◆ **PROMPT 1**:
In the SQLite question, which name has the highest frequency in the expected result, and what is that frequency?

* Begin SUPPLIED PASSAGE *

Recursively count occurrences with sqlite

Question

Consider the following example table

x_id	name_id1	name_id2
x1	John	Frank
x2	Frank	John
x3	Jack	John
x4	John	Jack
x5	Bob	Frank
x6	George	Bob
x7	Bob	Finn
x8	Mark	James
x9	James	Finn

The goal is to extract the following result

name	frequency
John	4
Bob	3
James	2

Conceptually this is the result of the following procedure:

Count the frequency of all names and pick the one that occurs most often, that would be John, which occurs 4 times (row x1 to x4).
Now remove all rows that contain John, which leaves you with row x5 to x9. Again determine the name that occurs most frequently. This gives you Bob, which occurs 3 times (row x5 to x7).
Now also remove row x5 to x7, which leaves us with row x8 to x9. Again determine the name that occurs most frequently. This gives us James which occurs 2 times.
Now also remove row x8 to x9, which leaves us with nothing, so we are done.

This data is stored in SQLite in a junction table as follows (in the real world case there can be more than two names per x_id)

id	x_id	name_id
1	x1	John
2	x1	Frank
3	x2	John
4	x2	Frank
5	x3	John
6	x3	Jack
7	x4	John
8	x4	Jack
9	x5	Bob
10	x5	Frank
11	x6	Bob
12	x6	George
13	x7	Bob
14	x7	Finn
13	x8	James
14	x8	Mark
13	x9	James
14	x9	Finn

What kind of procedure do we need to retrieve the described result? Considering that the above junction table is of variable length (just to make sure we do not come up with a fixed amount of joins as a valid answer).

* End SUPPLIED PASSAGE *
* Begin RECORD LIST *

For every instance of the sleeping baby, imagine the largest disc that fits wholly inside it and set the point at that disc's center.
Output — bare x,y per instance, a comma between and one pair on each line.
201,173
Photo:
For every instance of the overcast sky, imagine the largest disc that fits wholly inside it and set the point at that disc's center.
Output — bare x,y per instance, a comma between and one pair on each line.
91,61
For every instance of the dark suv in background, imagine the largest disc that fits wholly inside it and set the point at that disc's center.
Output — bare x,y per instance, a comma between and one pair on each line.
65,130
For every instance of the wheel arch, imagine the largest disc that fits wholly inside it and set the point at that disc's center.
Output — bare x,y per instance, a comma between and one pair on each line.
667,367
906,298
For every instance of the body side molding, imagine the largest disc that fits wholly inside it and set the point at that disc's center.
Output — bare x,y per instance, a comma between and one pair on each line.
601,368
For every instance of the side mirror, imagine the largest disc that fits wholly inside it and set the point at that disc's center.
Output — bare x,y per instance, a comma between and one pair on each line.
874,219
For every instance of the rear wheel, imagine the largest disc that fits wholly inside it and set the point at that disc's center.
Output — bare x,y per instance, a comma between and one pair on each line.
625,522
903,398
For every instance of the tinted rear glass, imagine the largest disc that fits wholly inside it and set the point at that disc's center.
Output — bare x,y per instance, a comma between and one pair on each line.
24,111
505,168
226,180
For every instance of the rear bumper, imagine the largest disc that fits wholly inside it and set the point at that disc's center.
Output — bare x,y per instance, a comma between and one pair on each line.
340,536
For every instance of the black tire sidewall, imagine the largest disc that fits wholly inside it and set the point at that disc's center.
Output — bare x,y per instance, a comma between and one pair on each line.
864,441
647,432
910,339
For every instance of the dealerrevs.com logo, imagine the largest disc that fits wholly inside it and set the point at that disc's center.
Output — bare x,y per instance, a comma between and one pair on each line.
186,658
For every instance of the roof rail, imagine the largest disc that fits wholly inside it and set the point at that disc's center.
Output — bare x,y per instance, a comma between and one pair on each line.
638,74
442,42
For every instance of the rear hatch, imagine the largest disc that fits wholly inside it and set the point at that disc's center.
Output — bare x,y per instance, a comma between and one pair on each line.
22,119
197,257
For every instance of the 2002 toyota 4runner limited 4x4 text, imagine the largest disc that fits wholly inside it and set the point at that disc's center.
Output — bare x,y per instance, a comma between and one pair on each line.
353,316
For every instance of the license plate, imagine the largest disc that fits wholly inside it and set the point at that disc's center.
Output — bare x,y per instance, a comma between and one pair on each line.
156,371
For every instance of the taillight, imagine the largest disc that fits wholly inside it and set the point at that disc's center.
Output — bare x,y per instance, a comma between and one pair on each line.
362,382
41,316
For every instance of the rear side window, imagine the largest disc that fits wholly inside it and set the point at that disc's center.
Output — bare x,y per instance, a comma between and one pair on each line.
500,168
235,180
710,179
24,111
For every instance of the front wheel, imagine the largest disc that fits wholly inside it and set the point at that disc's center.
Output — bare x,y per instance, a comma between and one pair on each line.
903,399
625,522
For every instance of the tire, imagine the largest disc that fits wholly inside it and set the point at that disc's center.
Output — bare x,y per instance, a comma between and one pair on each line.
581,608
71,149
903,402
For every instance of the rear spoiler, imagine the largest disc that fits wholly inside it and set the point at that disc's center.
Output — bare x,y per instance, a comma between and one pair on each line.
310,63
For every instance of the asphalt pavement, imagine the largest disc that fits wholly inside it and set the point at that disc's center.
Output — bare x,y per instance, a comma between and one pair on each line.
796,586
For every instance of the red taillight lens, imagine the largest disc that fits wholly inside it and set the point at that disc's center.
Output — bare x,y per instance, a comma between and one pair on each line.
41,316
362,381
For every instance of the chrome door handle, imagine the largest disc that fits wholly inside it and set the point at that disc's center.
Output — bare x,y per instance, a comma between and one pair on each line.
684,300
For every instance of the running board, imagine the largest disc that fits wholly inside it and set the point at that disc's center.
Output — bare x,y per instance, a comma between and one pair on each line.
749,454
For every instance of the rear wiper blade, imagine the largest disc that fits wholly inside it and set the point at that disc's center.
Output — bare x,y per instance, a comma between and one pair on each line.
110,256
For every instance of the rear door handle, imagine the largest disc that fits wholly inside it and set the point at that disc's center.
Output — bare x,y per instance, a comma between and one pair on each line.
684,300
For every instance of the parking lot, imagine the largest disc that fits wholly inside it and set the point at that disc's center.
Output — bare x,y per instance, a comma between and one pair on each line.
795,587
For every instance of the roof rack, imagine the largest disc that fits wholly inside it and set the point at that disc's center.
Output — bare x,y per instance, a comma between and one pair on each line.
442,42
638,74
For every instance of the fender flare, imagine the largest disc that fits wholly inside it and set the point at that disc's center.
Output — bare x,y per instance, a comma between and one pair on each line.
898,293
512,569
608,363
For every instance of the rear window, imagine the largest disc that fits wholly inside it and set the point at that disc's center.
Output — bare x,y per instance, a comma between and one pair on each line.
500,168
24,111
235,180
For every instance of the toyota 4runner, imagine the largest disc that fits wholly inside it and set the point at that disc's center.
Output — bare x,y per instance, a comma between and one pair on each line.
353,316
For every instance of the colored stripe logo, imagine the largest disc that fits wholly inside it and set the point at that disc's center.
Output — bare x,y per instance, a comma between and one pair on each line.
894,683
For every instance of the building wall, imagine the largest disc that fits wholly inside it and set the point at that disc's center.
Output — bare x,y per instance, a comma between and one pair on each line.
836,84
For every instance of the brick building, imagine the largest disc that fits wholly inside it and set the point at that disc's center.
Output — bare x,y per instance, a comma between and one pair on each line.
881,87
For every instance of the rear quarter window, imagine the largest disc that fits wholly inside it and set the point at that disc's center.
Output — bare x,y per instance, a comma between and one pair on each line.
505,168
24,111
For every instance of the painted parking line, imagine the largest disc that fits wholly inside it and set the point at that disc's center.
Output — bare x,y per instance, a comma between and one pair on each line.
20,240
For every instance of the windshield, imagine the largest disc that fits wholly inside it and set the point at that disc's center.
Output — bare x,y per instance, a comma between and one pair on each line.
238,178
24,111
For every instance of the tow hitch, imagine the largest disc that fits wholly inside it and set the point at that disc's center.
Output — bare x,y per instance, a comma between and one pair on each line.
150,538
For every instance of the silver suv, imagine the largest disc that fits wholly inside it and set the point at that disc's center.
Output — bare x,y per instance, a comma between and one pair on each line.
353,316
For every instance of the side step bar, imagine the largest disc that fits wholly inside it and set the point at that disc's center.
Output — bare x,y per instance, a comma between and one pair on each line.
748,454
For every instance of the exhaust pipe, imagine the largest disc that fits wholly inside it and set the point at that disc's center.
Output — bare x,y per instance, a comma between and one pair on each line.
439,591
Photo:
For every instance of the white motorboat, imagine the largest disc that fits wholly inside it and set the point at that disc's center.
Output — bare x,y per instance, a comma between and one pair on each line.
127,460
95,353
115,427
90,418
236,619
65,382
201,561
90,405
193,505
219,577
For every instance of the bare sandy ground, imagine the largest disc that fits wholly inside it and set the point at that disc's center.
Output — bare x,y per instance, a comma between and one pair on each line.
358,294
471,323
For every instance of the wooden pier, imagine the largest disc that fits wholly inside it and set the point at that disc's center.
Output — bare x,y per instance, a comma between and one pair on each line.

* End RECORD LIST *

◆ **PROMPT 2**:
Filter the records above down to the lines containing the string "toyota", matching case exactly.

◆ **FINAL RESULT 1**:
John, with a frequency of 4.

◆ **FINAL RESULT 2**:
For every instance of the 2002 toyota 4runner limited 4x4 text, imagine the largest disc that fits wholly inside it and set the point at that disc's center.
For every instance of the toyota 4runner, imagine the largest disc that fits wholly inside it and set the point at that disc's center.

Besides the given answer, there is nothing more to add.